* **YOUR INSTRUCTIONS**:
Reproduce all of the following data verbatim, line for line, from the first entry through the last.

>>>

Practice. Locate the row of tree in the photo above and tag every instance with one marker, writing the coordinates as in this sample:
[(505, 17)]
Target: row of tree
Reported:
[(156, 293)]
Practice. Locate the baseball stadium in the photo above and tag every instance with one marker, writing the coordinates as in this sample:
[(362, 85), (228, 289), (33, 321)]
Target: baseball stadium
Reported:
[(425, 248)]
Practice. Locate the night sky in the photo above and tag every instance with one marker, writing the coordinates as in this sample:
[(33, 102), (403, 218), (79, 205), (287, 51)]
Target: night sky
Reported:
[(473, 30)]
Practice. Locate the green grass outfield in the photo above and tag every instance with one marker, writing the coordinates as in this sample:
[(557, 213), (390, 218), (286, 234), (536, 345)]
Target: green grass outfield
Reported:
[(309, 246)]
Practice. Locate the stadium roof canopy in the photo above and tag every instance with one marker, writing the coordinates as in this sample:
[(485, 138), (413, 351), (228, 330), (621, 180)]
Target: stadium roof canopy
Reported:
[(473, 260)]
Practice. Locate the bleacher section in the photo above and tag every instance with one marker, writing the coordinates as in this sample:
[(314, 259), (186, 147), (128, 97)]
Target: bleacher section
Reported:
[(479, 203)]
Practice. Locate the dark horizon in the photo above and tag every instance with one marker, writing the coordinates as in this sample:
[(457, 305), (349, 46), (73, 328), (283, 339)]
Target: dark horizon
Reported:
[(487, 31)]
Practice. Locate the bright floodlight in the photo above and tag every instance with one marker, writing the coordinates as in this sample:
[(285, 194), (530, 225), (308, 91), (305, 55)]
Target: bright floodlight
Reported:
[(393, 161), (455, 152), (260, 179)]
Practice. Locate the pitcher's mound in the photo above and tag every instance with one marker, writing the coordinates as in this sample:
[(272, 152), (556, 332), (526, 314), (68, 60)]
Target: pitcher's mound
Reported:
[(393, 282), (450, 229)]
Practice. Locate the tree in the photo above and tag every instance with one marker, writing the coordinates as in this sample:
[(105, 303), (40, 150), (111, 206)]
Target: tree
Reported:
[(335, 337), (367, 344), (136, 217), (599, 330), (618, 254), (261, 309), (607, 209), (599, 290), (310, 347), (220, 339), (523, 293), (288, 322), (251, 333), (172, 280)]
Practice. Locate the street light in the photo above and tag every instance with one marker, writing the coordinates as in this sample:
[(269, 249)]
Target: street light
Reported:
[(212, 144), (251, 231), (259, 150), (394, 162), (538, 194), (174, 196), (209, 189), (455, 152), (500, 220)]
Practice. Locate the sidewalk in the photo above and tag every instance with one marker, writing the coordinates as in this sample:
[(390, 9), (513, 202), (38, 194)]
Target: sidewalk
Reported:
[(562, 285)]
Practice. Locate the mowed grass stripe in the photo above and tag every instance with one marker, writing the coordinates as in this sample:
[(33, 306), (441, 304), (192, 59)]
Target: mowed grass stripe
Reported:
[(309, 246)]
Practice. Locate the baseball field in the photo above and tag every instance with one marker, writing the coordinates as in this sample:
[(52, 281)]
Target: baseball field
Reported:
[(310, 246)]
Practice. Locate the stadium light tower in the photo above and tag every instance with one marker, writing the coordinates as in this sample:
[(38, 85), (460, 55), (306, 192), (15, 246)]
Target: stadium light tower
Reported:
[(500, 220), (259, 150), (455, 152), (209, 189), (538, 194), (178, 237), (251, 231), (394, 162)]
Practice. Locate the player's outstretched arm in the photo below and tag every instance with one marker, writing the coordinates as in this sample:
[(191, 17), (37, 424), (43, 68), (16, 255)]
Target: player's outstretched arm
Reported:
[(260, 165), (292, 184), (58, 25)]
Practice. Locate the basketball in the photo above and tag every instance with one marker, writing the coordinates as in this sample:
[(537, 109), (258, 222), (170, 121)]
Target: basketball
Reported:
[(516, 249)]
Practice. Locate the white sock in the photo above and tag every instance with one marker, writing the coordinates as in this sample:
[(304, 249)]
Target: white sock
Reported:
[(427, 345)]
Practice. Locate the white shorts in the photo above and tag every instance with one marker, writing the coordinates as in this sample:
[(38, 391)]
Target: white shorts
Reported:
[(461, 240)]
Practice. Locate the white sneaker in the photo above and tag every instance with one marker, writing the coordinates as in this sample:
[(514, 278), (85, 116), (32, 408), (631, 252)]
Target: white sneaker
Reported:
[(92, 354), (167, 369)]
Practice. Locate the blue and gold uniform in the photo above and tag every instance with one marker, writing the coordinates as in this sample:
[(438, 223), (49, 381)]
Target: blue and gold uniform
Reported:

<<<

* **THE REPLY**:
Practice. Locate the row of tree in the photo above and tag every instance with one marker, writing the coordinates as in this sample:
[(505, 17)]
Target: row of tree
Reported:
[(156, 293)]
Practice. Locate the baseball stadium in the photo above and tag every instance with one marker, writing the coordinates as in this sample:
[(362, 85), (228, 289), (33, 321)]
Target: baseball stadium
Reported:
[(425, 248)]
Practice. Locate the night sky in the photo above and tag every instance with one marker, writing the coordinates as in this sample:
[(33, 102), (403, 218), (79, 205), (287, 51)]
Target: night sky
Reported:
[(473, 30)]
Practice. Locate the green grass outfield in the photo above and tag every instance with one marker, writing the coordinates as in this sample:
[(557, 213), (390, 218), (286, 234), (536, 345)]
Target: green grass outfield
Reported:
[(309, 246)]
Practice. Locate the stadium roof canopy in the photo above and tag every instance with one marker, writing the coordinates as in this sample:
[(485, 138), (413, 351), (228, 330), (621, 180)]
Target: stadium roof canopy
Reported:
[(473, 260)]
Practice. Locate the bleacher section in the photo above and tag every instance with one marker, writing the coordinates as in this sample:
[(314, 259), (186, 147), (128, 97)]
Target: bleacher section
Reported:
[(479, 203)]
Practice. Locate the dark horizon in the photo above and tag every instance with one marker, writing the coordinates as in this sample:
[(457, 305), (349, 46), (73, 328), (283, 339)]
Target: dark horizon
Reported:
[(487, 31)]
Practice. Locate the bright floodlight in the photo above and tag every instance with one marker, writing the coordinates as in this sample:
[(285, 194), (530, 225), (308, 91), (305, 55)]
Target: bright floodlight
Reported:
[(393, 161), (455, 152), (260, 179)]
Practice. Locate the pitcher's mound in the photo above and tag every instance with one marker, writing the coordinates as in this sample:
[(272, 152), (556, 332), (526, 314), (68, 60)]
Target: pitcher's mound
Reported:
[(393, 282), (450, 229)]
Practice. Locate the tree in the photo above and tag every instance with one marker, writing the coordinates as in this sample:
[(105, 303), (40, 150), (111, 206)]
Target: tree
Reported:
[(335, 337), (367, 344), (136, 217), (599, 330), (618, 254), (261, 309), (607, 209), (599, 290), (310, 347), (220, 339), (523, 293), (288, 322), (251, 333), (172, 280)]
Practice. Locate the street light in the photo above and tag every instance with one marker, writing the coordinates as in this sample:
[(269, 249)]
Target: street light
Reported:
[(212, 144), (251, 231), (259, 150), (394, 162), (538, 194), (174, 196), (209, 189), (455, 152), (500, 220)]
Practice. Locate the sidewalk in the photo above and tag every instance with one marker, writing the coordinates as in this sample:
[(390, 9), (513, 202), (38, 194)]
Target: sidewalk
Reported:
[(562, 285)]
Practice. Locate the mowed grass stripe in the photo above and tag every instance with one marker, writing the coordinates as in this sample:
[(33, 306), (441, 304), (192, 59)]
Target: mowed grass stripe
Reported:
[(309, 246)]
Practice. Locate the baseball field in the photo above and tag every instance with one marker, writing the coordinates as in this sample:
[(52, 281)]
Target: baseball field
Reported:
[(310, 246)]
Practice. Locate the stadium light tower in the photo above and tag every instance with one marker, writing the coordinates as in this sample:
[(38, 85), (460, 55), (306, 192), (15, 246)]
Target: stadium light tower
Reported:
[(500, 220), (259, 150), (455, 152), (209, 189), (538, 194), (178, 237), (251, 231), (394, 162)]
Practice. Locate the player's outstretched arm in the photo below and tag every instance with one marker, writing the coordinates as in this sample:
[(191, 17), (37, 424), (43, 68), (16, 255)]
Target: player's outstretched arm
Reported:
[(260, 165), (292, 184), (58, 25)]
Practice. Locate the basketball in the photo above and tag every instance with one marker, writing the coordinates as in this sample:
[(537, 109), (258, 222), (170, 121)]
Target: basketball
Reported:
[(516, 249)]
Practice. Locate the white sock in the photo above and tag every instance with one marker, writing the coordinates as in this sample:
[(304, 249)]
Target: white sock
Reported:
[(427, 345)]
Practice. Locate the white shorts in the photo above and tag every instance with one marker, writing the coordinates as in this sample:
[(38, 391)]
Target: white shorts
Reported:
[(461, 240)]
Practice. Locate the white sneaker in the photo above and tag every instance with one marker, writing the coordinates as in this sample:
[(514, 278), (85, 116), (32, 408), (631, 252)]
Target: white sneaker
Reported:
[(92, 354), (167, 369)]
Practice. Locate the blue and gold uniform in the photo above and tag every instance with one marker, writing the coordinates as in this sample:
[(438, 223), (49, 381)]
Target: blue and gold uniform
Reported:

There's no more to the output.